PASSAGE TO READ:
Clara Bosak-Schroeder
February 1, 2021

On a solitary wander through the Asian Galleries of Chicago’s Art Institute, I am drawn into the recesses of a long hallway and towards a small selection of Japanese prints. I’m not looking for them, I want to see the jade axes again and marvel at their gorgeous uselessness. They are shaped like pendants but look like doorways and if I stare long enough I believe I can walk through them. Instead I find myself going in circles, then spiraling into a room I have never noticed before.

As always in public, half my mind is on the people around me and how they see me. I look like a woman alone, without even an artist’s pad for company. I am not an elegant executive on their lunch break. I am not leading a school group or socializing with a friend. I come winded from the subway with my sweatshirt in a lop-sided cinch. I want to disappear in the crowd but the crowd itself has a hundred eyes and I project onto them my own dense judgements. But in this dim lit cul-de-sac I start to relax, to forget myself, to focus. When I find the prints, I am utterly alone.

What I see is called ukiyo-e, the “floating world” of gardens and refined interiors imagined by Japanese men in the 17-18 centuries. After the exhibit I will buy my own books of these images. I will pet the small birds and trace delicate, flowering trees. Yet the ornaments that first catch my eye are minor, mere window dressing to the bijin, the beauties. They walk the landscapes I admire, strolling over bridges in pairs and gazing out at streams or mountains. They all possess the same ageless beauty, cheeks drawn with one sweet curve, but their clothes are a riot of colors and folds; though floating they seem as heavy as a tapestry.

I walk down the hallway encountering each beauty in turn as if she has been placed for me alone, for my delight. I have missed that many of the women pictured are sex-workers who lived enslaved. I don’t see the children they will bear or who they will become in old age. Even middle age (which I am fast approaching) does not exist in this fantasy of pleasure. Youth and feminine beauty are equated and encompassing. The beauties bare their tiny teeth in laughter.

The exhibit is small, just a handful of prints, but I find myself pacing out the room again and again. It takes time for me to understand my attraction to these dolled faces when now I prefer a smooth androgyny. They look a little like my first love, an actress with the same brightness, the same flair. But I want them, I realize, because I want what they have. Desire is a desire for what we lack, Socrates says in Plato’s Symposium. After years of hating my body without being able to change it I no longer try to be what I am not, but I itch to close the distance even for a moment: to delight in another since I cannot delight in myself.

Looking at my reflection in the glass that separates us, I remember a line from John Berger’s 1972 documentary, Ways of Seeing: “Men look at women; women watch themselves being looked at.” But not all of us have been made to be looked at. The women men see are young women, thin women, white women, women who dress like women, women who think of themselves as women. (Isn’t that what a woman is? Someone who satisfies these qualities?) If one of the rest of us is caught by a glance, they are tossed away. Everywhere they are being seen and discarded. Yet to the person themselves this absence is a presence, like a second skin. Invisibility like nakedness to their own eyes.

DESCRIPTION OF THE TASK:
Can you print the essay on the Japanese prints word for word, everything from "What I see is" down to "as a tapestry."? The material that comes next has no connection to the essay on the Japanese prints.

(Excerpts from labeled region data)

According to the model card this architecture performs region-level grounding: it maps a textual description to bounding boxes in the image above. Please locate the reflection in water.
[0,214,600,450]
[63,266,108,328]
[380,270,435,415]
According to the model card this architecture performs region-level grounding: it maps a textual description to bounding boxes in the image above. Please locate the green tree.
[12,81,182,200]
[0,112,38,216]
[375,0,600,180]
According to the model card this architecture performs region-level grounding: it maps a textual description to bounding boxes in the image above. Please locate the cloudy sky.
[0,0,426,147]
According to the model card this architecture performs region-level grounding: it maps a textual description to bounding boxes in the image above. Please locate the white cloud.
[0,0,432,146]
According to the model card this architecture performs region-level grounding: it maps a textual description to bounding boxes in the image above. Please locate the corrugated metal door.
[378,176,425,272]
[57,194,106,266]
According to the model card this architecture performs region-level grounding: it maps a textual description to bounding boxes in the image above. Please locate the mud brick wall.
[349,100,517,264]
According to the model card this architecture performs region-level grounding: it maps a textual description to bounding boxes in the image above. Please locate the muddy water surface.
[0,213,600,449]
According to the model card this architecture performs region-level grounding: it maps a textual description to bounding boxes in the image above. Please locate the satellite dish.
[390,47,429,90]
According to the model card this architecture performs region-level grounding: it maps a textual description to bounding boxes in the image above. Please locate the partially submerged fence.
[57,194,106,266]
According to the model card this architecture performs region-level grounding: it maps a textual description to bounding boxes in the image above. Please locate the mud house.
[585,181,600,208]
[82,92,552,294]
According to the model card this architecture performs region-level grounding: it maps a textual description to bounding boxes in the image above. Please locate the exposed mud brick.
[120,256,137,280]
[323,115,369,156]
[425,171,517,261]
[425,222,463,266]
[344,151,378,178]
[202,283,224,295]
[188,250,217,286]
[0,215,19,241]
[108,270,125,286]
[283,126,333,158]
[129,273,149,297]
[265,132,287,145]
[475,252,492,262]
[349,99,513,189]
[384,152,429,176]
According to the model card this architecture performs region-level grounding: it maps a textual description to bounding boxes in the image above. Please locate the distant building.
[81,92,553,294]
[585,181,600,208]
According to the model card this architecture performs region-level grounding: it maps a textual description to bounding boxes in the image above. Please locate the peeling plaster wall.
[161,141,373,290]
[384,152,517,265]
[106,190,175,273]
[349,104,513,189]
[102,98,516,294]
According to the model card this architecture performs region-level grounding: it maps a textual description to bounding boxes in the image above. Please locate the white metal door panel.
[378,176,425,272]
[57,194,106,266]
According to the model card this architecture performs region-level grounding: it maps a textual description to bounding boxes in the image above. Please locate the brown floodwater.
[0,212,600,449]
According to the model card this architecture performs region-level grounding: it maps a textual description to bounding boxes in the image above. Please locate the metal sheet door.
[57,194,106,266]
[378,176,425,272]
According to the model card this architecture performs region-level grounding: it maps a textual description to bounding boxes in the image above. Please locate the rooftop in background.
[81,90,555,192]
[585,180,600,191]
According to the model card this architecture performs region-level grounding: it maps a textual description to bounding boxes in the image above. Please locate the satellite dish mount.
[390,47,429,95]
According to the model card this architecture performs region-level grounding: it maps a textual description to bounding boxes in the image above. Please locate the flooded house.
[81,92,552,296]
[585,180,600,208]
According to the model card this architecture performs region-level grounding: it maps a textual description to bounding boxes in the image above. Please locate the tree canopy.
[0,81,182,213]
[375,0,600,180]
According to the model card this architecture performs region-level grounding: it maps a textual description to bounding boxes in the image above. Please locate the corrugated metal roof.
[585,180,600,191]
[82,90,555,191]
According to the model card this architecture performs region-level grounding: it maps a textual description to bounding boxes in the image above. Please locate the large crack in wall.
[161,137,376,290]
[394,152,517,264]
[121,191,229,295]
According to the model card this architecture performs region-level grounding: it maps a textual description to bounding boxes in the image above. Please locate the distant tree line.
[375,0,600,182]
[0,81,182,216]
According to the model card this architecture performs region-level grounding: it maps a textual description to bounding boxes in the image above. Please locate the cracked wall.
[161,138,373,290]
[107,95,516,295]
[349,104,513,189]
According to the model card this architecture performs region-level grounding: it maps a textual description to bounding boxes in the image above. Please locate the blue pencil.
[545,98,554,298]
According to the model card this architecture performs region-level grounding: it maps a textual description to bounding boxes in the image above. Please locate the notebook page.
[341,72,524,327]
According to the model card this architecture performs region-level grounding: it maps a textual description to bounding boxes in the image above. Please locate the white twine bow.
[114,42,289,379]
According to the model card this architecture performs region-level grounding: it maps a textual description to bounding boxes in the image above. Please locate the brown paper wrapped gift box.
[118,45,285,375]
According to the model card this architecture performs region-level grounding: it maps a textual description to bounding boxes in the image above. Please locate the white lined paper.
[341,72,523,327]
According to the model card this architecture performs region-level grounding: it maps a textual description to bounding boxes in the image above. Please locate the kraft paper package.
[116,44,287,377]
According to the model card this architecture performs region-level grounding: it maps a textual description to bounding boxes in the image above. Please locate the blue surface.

ANSWER TO THE TASK:
What I see is called ukiyo-e, the “floating world” of gardens and refined interiors imagined by Japanese men in the 17-18 centuries. After the exhibit I will buy my own books of these images. I will pet the small birds and trace delicate, flowering trees. Yet the ornaments that first catch my eye are minor, mere window dressing to the bijin, the beauties. They walk the landscapes I admire, strolling over bridges in pairs and gazing out at streams or mountains. They all possess the same ageless beauty, cheeks drawn with one sweet curve, but their clothes are a riot of colors and folds; though floating they seem as heavy as a tapestry.